▶ _Task details_:
Please repeat, exactly and with nothing extra, the line containing "Objective — one point per instance of the large" and every line after it up to the end of the material.
Content starts
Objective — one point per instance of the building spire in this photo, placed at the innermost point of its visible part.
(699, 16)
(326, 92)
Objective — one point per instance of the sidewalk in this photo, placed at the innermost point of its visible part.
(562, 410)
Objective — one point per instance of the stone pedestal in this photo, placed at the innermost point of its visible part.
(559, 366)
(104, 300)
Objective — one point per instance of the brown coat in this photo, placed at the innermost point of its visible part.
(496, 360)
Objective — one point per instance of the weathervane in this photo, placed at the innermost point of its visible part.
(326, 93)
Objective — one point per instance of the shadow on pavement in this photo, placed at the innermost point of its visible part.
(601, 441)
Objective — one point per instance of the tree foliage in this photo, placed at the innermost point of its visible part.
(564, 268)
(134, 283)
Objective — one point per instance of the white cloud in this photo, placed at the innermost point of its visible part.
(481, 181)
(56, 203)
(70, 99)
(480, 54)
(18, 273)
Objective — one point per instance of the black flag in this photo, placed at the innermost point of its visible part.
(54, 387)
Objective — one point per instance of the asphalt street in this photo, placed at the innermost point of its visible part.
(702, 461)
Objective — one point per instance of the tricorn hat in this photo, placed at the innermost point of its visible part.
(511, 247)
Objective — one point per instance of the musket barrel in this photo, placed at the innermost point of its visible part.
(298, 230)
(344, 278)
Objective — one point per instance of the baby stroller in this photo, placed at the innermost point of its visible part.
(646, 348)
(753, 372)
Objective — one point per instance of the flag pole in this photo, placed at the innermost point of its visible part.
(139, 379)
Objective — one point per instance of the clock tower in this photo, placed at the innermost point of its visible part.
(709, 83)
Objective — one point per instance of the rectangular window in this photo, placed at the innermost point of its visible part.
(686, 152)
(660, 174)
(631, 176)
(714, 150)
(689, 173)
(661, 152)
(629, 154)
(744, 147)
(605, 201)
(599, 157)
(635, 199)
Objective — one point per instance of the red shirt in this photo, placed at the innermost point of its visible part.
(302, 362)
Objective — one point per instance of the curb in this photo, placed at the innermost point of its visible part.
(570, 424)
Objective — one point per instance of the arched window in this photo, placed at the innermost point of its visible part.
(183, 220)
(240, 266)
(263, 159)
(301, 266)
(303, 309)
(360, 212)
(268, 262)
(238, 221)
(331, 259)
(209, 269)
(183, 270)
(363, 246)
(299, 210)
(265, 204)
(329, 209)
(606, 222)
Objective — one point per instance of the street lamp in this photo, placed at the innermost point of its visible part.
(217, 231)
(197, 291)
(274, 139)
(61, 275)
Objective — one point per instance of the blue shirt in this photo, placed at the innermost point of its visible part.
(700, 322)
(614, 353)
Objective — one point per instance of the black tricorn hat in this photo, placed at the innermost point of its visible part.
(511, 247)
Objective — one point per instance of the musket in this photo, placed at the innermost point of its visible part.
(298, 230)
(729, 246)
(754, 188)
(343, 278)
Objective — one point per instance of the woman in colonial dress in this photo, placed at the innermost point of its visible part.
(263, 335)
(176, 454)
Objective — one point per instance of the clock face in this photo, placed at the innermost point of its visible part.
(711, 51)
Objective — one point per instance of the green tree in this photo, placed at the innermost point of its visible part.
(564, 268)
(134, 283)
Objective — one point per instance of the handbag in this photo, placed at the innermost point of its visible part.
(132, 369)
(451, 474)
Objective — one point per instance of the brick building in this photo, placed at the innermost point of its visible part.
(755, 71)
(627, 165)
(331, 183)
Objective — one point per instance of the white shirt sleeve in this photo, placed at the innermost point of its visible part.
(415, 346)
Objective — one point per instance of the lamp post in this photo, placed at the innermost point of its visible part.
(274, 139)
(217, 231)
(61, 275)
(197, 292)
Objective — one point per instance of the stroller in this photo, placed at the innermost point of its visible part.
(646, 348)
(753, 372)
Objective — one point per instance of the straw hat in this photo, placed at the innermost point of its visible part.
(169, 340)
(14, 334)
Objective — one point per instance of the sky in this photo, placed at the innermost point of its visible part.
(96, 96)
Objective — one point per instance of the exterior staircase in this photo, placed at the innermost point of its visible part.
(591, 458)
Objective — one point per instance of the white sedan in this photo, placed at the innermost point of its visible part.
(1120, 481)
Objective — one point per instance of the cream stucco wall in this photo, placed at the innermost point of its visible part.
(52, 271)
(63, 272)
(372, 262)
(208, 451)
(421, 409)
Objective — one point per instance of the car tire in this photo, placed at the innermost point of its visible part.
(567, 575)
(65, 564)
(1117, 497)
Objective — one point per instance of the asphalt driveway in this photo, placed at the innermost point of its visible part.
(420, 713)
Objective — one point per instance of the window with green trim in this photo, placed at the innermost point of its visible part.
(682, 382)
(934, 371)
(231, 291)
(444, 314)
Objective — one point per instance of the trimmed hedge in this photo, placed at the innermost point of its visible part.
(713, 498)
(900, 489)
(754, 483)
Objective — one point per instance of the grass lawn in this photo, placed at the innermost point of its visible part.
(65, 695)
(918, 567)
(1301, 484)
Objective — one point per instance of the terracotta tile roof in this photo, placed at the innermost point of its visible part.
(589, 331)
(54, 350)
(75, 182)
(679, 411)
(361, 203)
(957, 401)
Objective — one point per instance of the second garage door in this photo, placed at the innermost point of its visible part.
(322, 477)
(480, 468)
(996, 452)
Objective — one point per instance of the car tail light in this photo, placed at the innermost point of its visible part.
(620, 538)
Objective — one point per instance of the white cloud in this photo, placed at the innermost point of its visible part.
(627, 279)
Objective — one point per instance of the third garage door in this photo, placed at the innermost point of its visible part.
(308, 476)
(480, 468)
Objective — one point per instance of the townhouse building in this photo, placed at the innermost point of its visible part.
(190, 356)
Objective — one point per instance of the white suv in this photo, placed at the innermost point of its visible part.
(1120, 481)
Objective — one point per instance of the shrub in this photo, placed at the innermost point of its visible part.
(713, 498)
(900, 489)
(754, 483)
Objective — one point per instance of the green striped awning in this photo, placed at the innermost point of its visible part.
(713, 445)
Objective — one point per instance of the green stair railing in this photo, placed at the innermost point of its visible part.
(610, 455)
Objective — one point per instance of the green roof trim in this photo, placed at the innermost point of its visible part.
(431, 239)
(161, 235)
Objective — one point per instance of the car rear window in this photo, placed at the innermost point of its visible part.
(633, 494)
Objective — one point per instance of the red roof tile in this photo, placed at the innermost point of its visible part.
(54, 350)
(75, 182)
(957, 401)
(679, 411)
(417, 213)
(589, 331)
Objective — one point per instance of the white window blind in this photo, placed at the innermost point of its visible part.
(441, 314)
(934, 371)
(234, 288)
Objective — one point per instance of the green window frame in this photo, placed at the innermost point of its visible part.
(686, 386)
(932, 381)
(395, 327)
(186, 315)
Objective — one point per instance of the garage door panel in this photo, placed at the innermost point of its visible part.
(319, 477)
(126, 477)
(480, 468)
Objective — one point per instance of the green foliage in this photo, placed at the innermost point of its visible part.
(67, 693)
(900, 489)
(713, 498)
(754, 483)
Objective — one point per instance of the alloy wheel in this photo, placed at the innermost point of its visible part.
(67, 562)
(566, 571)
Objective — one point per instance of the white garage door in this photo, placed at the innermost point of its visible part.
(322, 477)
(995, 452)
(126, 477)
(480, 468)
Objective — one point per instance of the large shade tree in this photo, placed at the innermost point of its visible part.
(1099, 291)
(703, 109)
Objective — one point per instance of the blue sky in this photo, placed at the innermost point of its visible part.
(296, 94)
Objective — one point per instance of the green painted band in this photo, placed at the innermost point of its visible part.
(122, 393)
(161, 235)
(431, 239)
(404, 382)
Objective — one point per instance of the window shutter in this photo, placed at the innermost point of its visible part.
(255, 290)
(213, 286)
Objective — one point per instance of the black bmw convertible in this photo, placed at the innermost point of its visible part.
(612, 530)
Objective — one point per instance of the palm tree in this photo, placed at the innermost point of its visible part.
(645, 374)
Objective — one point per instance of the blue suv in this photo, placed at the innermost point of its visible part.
Content ends
▶ _Solution for this exercise_:
Objective — one point per instance of the large shade tree in this photo, placed at the innermost point of its visible part.
(1099, 291)
(703, 109)
Objective — one point per instance of the blue sky in this photo, placed at the innermost point of its visible part.
(296, 94)
Objective — one point per instance of the green painted band in this photo, placed at the innermost point of its visible part.
(122, 393)
(161, 235)
(431, 239)
(404, 382)
Objective — one point per instance of the window shutter in this photo, placed at the innermost point of its visible part.
(255, 290)
(213, 286)
Objective — one point per instance of the black bmw convertible in this photo, placed at the innermost point of its visible part.
(612, 530)
Objective — one point per instance of the palm tree in this photo, placed at the innermost point of its visible part.
(645, 374)
Objective — one point per instance of the blue suv in this photo, placed at the innermost point of its visible part.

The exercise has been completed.